**Task:** Print exactly, and only, the lines running from the line containing "of the golden" through the end of the records below.
START Given information
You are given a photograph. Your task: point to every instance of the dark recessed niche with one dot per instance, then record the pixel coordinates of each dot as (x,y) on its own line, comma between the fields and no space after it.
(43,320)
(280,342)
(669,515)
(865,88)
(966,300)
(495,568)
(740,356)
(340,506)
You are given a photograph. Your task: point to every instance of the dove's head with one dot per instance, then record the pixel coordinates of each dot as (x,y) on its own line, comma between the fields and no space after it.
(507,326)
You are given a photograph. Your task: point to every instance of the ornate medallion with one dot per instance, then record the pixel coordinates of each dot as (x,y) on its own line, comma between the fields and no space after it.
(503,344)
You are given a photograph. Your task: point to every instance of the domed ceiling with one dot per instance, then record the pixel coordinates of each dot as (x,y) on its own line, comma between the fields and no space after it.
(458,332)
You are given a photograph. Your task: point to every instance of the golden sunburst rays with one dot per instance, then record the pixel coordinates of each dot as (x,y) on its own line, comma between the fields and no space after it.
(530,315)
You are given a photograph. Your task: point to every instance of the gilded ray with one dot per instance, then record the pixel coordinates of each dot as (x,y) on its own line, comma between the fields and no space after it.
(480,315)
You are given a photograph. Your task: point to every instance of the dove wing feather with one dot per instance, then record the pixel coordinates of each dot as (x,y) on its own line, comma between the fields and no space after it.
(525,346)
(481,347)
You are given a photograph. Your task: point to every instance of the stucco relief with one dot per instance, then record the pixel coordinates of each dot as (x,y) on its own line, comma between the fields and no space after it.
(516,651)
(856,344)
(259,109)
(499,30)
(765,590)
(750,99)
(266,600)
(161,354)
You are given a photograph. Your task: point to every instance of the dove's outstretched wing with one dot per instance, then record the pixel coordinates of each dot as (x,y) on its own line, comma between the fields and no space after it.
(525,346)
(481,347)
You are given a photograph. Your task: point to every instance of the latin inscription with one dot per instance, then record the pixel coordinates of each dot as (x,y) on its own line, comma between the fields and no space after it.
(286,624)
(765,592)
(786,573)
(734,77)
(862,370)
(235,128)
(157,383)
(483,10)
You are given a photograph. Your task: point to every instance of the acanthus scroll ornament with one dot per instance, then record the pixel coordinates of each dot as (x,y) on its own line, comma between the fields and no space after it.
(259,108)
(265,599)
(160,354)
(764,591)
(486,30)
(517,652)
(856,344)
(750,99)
END Given information
**Answer to the exercise:**
You are given a photograph. Your task: point to every instance of the golden sunburst rays with one dot per instance, then record the pixel coordinates of each dot as (x,y) on its own line, comma between the fields and no space after it.
(530,315)
You are given a photograph. Your task: point to every instance of the gilded ray with one dot per instance, then record the pixel coordinates of each dot as (x,y) on its own line, comma between the fields and no space after it.
(480,315)
You are given a photograph. Your task: point to every instance of the dove wing feather with one dot per instance, then record the pixel coordinates of each dot as (x,y) on its own line, comma between the fields and no space after it.
(525,346)
(481,347)
You are given a photograph. Your task: point to every instance of the stucco relief with one dot per instance, then record the pixel coordinates of each dot as (x,y) on its own line, comma between the fields and no space after it.
(516,651)
(856,344)
(259,109)
(499,30)
(765,590)
(750,99)
(266,600)
(161,354)
You are given a photograph. Your task: point to every instance of the dove's outstretched wing with one dot per instance, then record the pixel coordinates of each dot as (x,y) on its own line, comma between the fields and no space after it.
(525,346)
(481,347)
You are given a photograph. Your task: point to every instance of the latin inscription with one dot per instance, then record the pixel coordinates of each dot as (x,y) on its own line, comma between the fields and no space after it.
(286,624)
(765,592)
(786,573)
(734,77)
(862,370)
(235,128)
(157,383)
(483,10)
You are given a photograph. Your task: point to every instance of the acanthus scroll ornament with one dot per instance, then record the pixel coordinates of each dot as (x,y) on its own line, comma between the fields and no space after it.
(259,108)
(265,599)
(160,354)
(764,591)
(486,30)
(517,652)
(856,344)
(750,99)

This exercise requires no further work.